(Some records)

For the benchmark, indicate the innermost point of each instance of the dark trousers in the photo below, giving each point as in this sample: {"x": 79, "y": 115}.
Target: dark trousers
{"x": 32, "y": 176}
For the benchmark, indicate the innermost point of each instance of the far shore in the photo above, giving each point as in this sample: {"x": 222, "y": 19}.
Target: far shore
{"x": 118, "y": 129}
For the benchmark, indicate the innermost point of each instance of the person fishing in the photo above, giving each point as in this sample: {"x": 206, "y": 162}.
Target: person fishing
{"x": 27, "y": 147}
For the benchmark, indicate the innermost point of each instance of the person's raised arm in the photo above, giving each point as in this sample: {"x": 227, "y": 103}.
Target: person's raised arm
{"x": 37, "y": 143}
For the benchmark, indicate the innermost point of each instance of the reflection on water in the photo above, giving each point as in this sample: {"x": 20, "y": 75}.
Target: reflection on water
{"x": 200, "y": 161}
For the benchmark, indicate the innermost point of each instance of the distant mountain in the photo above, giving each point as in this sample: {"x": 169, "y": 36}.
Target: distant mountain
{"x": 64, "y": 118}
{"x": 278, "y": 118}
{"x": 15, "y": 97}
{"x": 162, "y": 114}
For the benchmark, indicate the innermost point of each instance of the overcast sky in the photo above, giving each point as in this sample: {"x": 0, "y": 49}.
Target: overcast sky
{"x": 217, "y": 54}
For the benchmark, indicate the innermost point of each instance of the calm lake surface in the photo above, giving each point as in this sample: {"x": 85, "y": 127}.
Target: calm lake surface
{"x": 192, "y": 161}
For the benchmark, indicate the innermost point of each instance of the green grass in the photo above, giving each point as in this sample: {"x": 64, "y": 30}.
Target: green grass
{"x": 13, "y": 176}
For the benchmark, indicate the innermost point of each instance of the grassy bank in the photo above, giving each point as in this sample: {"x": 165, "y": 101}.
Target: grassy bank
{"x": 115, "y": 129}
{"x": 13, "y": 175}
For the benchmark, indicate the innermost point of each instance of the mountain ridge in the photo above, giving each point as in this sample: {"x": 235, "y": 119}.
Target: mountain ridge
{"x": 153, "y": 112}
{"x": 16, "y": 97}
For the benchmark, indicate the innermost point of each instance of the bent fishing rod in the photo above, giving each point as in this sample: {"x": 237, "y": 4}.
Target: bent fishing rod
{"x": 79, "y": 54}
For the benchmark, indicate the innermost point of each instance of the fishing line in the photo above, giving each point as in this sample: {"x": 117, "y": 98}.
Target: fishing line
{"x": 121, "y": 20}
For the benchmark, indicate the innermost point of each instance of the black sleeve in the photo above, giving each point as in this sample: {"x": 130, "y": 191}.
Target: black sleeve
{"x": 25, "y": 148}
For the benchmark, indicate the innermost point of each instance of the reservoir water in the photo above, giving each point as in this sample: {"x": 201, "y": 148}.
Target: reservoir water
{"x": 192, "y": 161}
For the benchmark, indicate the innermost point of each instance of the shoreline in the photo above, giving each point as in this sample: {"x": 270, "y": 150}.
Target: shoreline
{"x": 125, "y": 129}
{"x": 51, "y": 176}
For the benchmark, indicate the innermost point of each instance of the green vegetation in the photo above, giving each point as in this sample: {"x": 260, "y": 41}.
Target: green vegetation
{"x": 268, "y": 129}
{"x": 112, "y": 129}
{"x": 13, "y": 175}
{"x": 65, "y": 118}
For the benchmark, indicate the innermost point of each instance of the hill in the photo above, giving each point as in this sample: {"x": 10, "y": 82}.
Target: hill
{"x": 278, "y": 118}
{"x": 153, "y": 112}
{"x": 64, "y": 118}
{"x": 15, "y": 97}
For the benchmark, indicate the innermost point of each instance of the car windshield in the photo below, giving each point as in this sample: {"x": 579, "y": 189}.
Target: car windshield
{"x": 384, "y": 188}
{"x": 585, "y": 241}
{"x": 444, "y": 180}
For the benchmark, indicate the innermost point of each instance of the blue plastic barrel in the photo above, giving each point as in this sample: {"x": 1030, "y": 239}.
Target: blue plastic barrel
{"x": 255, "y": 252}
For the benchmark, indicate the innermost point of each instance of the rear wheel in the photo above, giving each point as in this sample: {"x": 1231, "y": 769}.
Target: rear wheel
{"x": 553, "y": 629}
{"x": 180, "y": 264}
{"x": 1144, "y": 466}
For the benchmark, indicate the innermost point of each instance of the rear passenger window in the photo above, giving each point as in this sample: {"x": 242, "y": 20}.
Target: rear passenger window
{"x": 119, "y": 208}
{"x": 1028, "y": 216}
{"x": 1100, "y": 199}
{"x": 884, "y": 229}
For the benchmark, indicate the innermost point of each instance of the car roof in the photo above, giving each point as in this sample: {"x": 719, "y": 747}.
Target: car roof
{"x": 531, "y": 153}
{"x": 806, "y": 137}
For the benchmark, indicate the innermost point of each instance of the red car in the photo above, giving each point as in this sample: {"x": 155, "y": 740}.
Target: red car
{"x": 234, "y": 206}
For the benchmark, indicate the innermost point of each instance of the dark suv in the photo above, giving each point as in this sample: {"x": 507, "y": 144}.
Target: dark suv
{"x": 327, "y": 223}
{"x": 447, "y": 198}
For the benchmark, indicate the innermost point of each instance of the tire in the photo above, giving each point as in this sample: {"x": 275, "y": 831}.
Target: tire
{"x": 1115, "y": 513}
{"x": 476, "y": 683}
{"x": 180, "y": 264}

- [What to produce] Return, word for word, the part of the listing that opens with the line containing "of the tire" and closes with the final line of the listing.

- [Exercise solution]
For the benchmark, indicate the innermost point of each instance of the tire in the photo above, giving each point as in this sample: {"x": 275, "y": 831}.
Target: tire
{"x": 1115, "y": 513}
{"x": 476, "y": 683}
{"x": 180, "y": 264}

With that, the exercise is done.